» **Source data**:
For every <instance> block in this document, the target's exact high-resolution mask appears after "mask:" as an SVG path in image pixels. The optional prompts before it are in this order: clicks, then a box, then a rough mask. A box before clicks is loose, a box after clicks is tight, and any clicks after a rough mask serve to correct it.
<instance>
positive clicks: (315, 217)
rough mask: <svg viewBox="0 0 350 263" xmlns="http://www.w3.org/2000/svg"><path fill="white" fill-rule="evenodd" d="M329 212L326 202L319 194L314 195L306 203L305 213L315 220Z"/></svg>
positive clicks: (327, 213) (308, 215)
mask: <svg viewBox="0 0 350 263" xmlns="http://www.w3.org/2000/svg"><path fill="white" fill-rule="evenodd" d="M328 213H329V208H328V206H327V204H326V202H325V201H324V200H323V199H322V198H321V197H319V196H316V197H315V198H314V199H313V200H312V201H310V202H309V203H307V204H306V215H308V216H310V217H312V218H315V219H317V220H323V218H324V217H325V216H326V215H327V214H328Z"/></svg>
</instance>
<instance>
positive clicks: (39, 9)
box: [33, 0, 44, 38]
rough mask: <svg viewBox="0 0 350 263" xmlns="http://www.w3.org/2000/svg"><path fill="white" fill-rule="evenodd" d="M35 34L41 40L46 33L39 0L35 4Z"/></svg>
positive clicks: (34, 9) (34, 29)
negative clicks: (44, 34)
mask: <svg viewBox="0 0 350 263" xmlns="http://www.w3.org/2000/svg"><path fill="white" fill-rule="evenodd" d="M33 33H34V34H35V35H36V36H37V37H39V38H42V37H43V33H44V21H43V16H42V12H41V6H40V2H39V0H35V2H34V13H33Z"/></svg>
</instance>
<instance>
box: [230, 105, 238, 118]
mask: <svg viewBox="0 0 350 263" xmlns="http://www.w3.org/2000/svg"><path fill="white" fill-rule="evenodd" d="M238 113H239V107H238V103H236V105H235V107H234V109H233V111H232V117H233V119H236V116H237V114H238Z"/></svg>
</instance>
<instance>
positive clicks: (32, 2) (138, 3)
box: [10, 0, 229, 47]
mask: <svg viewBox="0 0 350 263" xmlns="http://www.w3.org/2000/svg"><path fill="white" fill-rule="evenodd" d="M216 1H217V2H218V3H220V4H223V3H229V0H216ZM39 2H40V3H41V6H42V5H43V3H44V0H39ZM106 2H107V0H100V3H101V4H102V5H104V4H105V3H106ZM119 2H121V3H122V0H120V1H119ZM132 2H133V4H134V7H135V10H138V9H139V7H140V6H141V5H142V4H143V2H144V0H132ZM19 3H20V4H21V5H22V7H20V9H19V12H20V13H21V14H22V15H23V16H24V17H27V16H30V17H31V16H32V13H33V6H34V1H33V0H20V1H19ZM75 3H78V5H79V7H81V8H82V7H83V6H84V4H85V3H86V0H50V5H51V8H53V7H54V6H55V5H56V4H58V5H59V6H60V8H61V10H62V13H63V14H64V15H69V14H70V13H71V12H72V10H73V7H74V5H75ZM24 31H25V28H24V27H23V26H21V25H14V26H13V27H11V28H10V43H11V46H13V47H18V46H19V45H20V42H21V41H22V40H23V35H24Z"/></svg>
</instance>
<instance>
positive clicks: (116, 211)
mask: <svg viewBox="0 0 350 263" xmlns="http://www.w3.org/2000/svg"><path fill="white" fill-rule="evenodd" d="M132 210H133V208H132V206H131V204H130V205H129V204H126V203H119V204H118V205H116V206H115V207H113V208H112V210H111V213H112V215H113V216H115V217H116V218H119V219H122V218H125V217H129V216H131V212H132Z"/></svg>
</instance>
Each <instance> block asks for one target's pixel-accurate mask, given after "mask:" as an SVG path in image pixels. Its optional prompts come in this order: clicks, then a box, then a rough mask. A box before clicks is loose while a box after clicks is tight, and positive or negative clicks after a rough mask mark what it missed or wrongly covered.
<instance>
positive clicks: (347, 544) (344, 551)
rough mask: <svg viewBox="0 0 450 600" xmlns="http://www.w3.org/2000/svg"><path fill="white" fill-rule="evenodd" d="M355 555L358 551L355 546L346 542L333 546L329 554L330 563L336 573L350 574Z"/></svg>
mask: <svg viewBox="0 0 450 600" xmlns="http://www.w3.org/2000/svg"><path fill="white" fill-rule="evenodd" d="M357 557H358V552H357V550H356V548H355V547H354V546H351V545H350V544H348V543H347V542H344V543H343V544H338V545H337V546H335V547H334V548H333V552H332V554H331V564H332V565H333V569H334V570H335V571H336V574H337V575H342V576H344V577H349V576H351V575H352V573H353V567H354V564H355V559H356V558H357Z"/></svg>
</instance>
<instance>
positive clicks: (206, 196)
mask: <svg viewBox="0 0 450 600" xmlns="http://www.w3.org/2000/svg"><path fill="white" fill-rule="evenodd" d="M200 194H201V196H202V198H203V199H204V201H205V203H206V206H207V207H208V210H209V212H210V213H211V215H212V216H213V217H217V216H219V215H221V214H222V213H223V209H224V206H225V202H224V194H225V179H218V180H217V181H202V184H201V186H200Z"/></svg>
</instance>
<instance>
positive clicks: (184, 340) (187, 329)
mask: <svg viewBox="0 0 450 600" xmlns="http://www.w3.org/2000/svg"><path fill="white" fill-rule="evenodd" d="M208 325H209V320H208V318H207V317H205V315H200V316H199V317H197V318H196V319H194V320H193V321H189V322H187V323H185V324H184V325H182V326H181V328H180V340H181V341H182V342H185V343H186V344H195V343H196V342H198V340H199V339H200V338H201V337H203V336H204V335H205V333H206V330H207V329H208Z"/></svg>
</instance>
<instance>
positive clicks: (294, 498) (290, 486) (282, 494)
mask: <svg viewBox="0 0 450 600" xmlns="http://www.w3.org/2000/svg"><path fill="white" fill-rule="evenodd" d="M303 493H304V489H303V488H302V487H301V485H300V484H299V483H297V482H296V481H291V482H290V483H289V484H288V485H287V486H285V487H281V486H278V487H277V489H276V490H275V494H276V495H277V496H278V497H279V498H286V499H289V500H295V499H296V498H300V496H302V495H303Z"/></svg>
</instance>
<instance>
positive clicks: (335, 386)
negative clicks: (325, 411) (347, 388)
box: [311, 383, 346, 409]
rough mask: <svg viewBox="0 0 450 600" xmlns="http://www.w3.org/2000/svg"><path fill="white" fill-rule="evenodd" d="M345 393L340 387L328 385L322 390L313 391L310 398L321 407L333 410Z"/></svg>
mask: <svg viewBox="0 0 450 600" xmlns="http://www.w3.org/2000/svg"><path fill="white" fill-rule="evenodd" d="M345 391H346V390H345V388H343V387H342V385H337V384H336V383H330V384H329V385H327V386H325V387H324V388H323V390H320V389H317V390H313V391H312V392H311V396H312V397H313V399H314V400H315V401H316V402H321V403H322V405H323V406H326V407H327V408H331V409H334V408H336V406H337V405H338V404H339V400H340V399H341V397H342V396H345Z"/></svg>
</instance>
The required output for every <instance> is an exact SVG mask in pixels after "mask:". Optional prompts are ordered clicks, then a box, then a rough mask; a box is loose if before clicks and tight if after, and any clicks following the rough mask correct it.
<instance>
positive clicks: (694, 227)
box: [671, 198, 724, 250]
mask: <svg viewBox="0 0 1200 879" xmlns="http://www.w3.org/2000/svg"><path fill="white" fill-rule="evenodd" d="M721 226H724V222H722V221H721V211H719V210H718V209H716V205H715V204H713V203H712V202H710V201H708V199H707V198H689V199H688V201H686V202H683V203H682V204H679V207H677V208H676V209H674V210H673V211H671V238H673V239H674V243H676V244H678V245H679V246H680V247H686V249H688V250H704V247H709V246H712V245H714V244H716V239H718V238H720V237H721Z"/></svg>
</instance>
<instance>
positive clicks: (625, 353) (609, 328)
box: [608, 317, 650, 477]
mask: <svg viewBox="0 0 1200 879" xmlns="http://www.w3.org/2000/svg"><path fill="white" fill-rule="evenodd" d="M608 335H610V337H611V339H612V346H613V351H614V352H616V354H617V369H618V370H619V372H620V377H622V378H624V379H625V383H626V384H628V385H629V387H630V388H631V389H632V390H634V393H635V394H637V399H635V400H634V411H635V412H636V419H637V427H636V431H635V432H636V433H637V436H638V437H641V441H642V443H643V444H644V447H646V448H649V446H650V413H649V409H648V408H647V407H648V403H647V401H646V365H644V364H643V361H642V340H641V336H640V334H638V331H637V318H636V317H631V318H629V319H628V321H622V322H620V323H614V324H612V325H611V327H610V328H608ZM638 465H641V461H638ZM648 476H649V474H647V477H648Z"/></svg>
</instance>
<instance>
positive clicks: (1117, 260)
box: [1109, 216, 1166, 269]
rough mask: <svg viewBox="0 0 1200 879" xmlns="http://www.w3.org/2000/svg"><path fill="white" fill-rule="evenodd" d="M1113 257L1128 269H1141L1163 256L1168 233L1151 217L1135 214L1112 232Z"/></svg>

» **Problem statement**: Echo the stretch of items from the start through the line that contains "positive clicks: (315, 217)", both ends included.

» **Written solution**:
For every <instance> block in this document, the target's exact high-resolution mask appears after "mask:" as an SVG path in image pixels. The optional prompts before it are in this order: clicks, then a box, then a rough mask. A box before clicks is loose, a box after clicks is tight, and any clicks after a rough mask serve to correct it.
<instance>
positive clicks: (315, 217)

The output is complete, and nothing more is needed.